* Objective *
Revise the records below by putting "mark" in place of "indicate" each time it occurs. Keep every other part unchanged.

* Begin Material shown *

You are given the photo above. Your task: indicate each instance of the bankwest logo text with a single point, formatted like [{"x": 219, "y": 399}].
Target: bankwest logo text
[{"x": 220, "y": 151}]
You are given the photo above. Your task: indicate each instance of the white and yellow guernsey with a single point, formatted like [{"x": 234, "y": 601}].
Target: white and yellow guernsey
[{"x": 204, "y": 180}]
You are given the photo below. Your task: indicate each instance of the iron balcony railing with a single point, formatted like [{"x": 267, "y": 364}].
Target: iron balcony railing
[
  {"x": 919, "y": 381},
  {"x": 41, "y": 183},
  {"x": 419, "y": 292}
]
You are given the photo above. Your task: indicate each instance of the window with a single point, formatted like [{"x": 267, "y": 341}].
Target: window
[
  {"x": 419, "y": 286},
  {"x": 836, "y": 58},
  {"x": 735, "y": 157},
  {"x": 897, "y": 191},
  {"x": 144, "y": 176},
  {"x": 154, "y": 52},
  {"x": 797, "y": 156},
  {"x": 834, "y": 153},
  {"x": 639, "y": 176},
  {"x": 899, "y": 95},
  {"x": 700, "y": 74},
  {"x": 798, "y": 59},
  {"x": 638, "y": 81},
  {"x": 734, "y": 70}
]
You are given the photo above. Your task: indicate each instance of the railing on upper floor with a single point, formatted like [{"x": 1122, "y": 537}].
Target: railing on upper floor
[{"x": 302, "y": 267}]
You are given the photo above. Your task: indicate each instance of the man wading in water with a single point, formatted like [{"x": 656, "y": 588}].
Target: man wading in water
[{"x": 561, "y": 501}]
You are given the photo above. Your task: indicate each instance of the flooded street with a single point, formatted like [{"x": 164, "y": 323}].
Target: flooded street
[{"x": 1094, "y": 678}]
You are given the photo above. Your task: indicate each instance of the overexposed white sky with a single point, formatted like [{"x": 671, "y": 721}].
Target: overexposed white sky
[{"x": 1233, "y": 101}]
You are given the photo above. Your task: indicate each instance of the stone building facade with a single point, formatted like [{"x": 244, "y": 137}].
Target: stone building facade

* End Material shown *

* Exercise answer *
You are given the photo above. Your task: mark each instance of the bankwest logo text with a single point, formatted like [{"x": 219, "y": 399}].
Target: bankwest logo text
[{"x": 220, "y": 151}]
You are given the photo above. Your task: mark each instance of the white and yellow guernsey with a single point, formatted like [{"x": 234, "y": 601}].
Target: white and yellow guernsey
[{"x": 204, "y": 180}]
You are given the photo below. Your task: mark each instance of the iron balcony railing with a single point, formatted like [{"x": 267, "y": 364}].
Target: iron balcony railing
[
  {"x": 919, "y": 381},
  {"x": 41, "y": 183},
  {"x": 419, "y": 292}
]
You are given the photo above. Your task: mark each instance of the window with a single point, formatted like [{"x": 267, "y": 341}].
Target: window
[
  {"x": 419, "y": 286},
  {"x": 836, "y": 58},
  {"x": 735, "y": 157},
  {"x": 897, "y": 191},
  {"x": 144, "y": 176},
  {"x": 154, "y": 52},
  {"x": 797, "y": 156},
  {"x": 834, "y": 153},
  {"x": 639, "y": 176},
  {"x": 899, "y": 95},
  {"x": 700, "y": 74},
  {"x": 798, "y": 59},
  {"x": 638, "y": 81},
  {"x": 734, "y": 70}
]
You are given the photo above. Your task: mark each instance of the railing on upper floor with a single point, formatted like [{"x": 1122, "y": 537}].
Target: railing on upper floor
[{"x": 302, "y": 267}]
You are given the photo above. Your task: mark each instance of the man wading in water with a single point, formatted like [{"x": 656, "y": 588}].
Target: man wading in water
[{"x": 561, "y": 501}]
You are given the photo above. Your task: mark each instance of the flooded street with a single point, formatted like [{"x": 164, "y": 323}].
Target: flooded street
[{"x": 1094, "y": 678}]
You are given the photo above. Your task: mark each instance of the overexposed white sky with a single point, formatted like [{"x": 671, "y": 721}].
Target: overexposed white sky
[{"x": 1233, "y": 101}]
You are given the photo above. Your task: mark each instance of the stone building facade with a single point, formatted like [{"x": 244, "y": 137}].
Target: stone building facade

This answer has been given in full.